(Stored data)
------------------------------

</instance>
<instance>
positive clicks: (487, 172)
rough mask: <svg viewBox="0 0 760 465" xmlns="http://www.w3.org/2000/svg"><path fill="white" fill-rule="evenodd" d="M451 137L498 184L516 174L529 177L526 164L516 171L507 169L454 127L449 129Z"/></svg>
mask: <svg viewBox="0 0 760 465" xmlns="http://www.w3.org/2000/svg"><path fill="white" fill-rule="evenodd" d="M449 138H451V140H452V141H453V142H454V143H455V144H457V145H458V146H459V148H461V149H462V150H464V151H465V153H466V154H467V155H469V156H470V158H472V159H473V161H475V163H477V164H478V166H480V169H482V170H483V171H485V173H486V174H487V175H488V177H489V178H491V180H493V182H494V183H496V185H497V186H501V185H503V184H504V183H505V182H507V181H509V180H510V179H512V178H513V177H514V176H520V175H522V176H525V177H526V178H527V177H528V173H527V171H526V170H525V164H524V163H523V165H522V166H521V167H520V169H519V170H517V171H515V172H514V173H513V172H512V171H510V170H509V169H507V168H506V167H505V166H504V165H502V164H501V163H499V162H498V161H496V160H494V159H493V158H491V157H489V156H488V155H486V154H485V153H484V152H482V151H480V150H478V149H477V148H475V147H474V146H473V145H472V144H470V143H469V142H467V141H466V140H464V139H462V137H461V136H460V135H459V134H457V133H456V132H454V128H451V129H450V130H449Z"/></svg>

------------------------------

# WORK TO COMPLETE
Reproduce the entire listing above line for line, changing nothing.

# SOLUTION
</instance>
<instance>
positive clicks: (487, 172)
rough mask: <svg viewBox="0 0 760 465" xmlns="http://www.w3.org/2000/svg"><path fill="white" fill-rule="evenodd" d="M451 137L498 184L516 174L529 177L526 164L516 171L507 169L454 127L449 129Z"/></svg>
mask: <svg viewBox="0 0 760 465" xmlns="http://www.w3.org/2000/svg"><path fill="white" fill-rule="evenodd" d="M449 138H451V140H452V141H453V142H454V143H455V144H457V145H458V146H459V148H461V149H462V150H464V151H465V153H466V154H467V155H469V156H470V158H472V159H473V161H475V163H477V164H478V166H480V169H482V170H483V171H485V173H486V174H487V175H488V177H489V178H491V180H493V182H494V183H496V185H497V186H501V185H503V184H504V183H505V182H507V181H509V180H510V179H512V178H513V177H514V176H520V175H522V176H525V177H526V178H527V177H528V173H527V171H526V170H525V164H524V163H523V165H522V166H521V167H520V169H519V170H517V171H515V172H514V173H513V172H512V171H510V170H509V169H507V168H506V167H505V166H504V165H502V164H501V163H499V162H498V161H496V160H494V159H493V158H491V157H489V156H488V155H486V154H485V153H484V152H482V151H480V150H478V149H477V148H475V147H474V146H473V145H472V144H470V143H469V142H467V141H466V140H464V139H462V137H461V136H460V135H459V134H457V133H456V132H454V128H451V129H450V130H449Z"/></svg>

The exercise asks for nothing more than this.